OBJECTIVE -> Rewrite each line of the listing below as one string in a JSON list, skipping blank lines and leaving out the pictures.

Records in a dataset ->
====
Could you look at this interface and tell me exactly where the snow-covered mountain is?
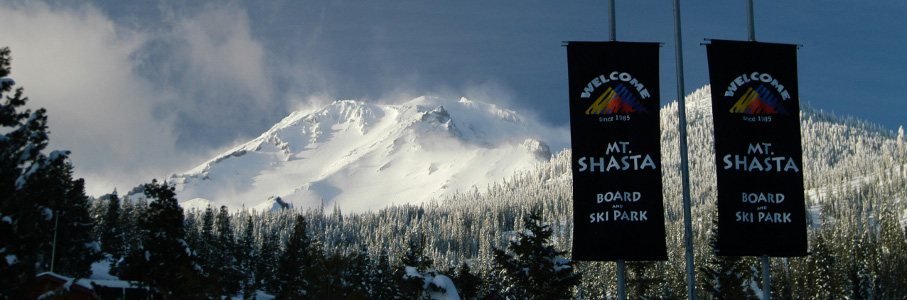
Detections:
[169,97,566,212]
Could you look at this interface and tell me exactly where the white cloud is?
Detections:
[0,1,285,195]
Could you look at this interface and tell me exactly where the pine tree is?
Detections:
[370,249,399,299]
[0,48,98,298]
[255,231,281,295]
[209,206,242,296]
[697,210,758,299]
[236,216,260,299]
[345,245,376,299]
[453,262,482,300]
[276,215,324,299]
[494,208,580,299]
[100,190,123,261]
[120,180,205,299]
[394,234,433,299]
====
OUTPUT ->
[
  "Could you look at this interface and tell me exactly where the snow-covered mountain is?",
  "Detections:",
  "[169,97,566,212]",
  "Could you look at this interface and tell me exactly where the white cloud is?",
  "Detections:",
  "[0,1,285,195]",
  "Could you look at this interface and tell me exactly where the pine tree is?",
  "Detections:",
  "[370,249,399,299]",
  "[0,48,98,298]",
  "[255,231,281,295]",
  "[209,206,242,296]",
  "[697,210,758,299]",
  "[236,216,260,299]",
  "[345,245,376,299]",
  "[453,262,482,300]",
  "[276,215,324,299]",
  "[494,208,580,299]",
  "[100,190,123,261]",
  "[120,180,205,299]",
  "[394,234,433,299]"
]